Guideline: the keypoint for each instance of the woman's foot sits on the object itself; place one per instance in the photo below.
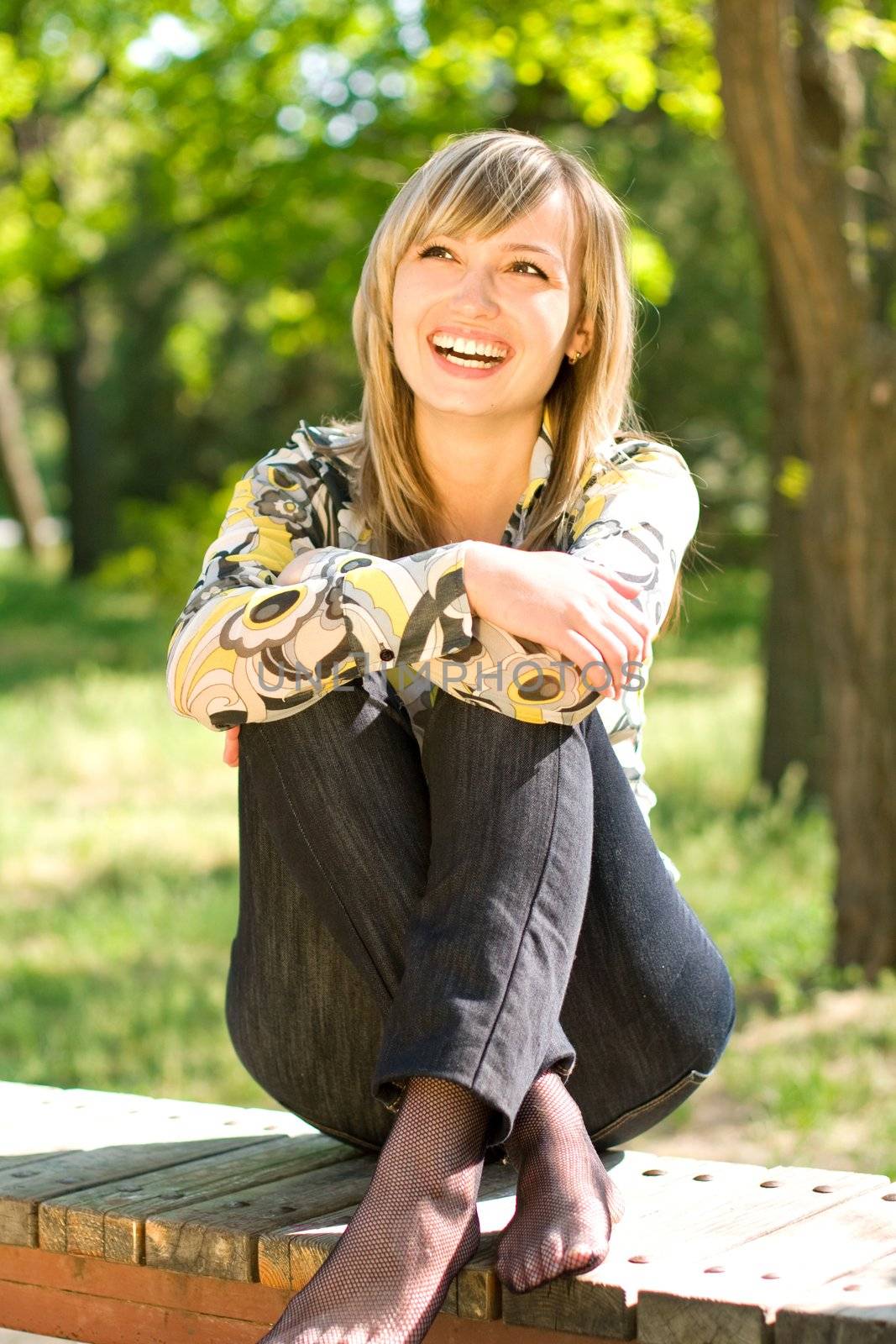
(414, 1230)
(566, 1203)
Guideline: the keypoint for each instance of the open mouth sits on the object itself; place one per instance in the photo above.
(469, 354)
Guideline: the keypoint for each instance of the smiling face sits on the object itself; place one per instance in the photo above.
(504, 312)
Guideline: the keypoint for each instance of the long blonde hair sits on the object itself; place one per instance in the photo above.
(477, 185)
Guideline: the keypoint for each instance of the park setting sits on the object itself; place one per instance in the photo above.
(187, 198)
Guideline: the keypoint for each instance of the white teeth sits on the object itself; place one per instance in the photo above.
(461, 346)
(470, 363)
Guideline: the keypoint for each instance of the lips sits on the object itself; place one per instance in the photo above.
(474, 333)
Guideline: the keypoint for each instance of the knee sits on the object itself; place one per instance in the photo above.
(720, 1011)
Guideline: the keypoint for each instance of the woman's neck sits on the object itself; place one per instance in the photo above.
(479, 468)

* _Written problem_: Rewrite the lines above, changing every "keypoint" to "marker" and leaving everything else as it is. Omit the pictures from your answer.

* _Right answer_:
Guideline: the marker for each instance of the woman's foot sits on the object itself; place one per instance in the photo below.
(414, 1230)
(566, 1203)
Guideline: the marker for each instance of the open mouth sits on the object itself; place one per instance in the photo above.
(469, 354)
Guideline: the marker for each instance of the smiling face sits on the object itself; place one per instance in the photo above.
(504, 312)
Guideline: the marker for each instance of the long blonde hair sits on the object itself; place one per instance in the photo above.
(477, 185)
Guideline: the marker for each instance of the park setting sits on the object itself; place one per instance in the photo above.
(187, 198)
Guideline: the marker for each instance of the white teeth sits on the object itself; place one per instance in the photo above.
(461, 346)
(470, 363)
Guideline: the marker for each instance of the lips sits on the object itself; place one per instance in the photo above.
(474, 333)
Guideline: the marker for each instance of the knee sits on the object itself; place one per instance in the photo above.
(720, 1011)
Guideline: the marker for each instance of the woman's neck sits on the object itself; place one per instance in the photo above.
(479, 468)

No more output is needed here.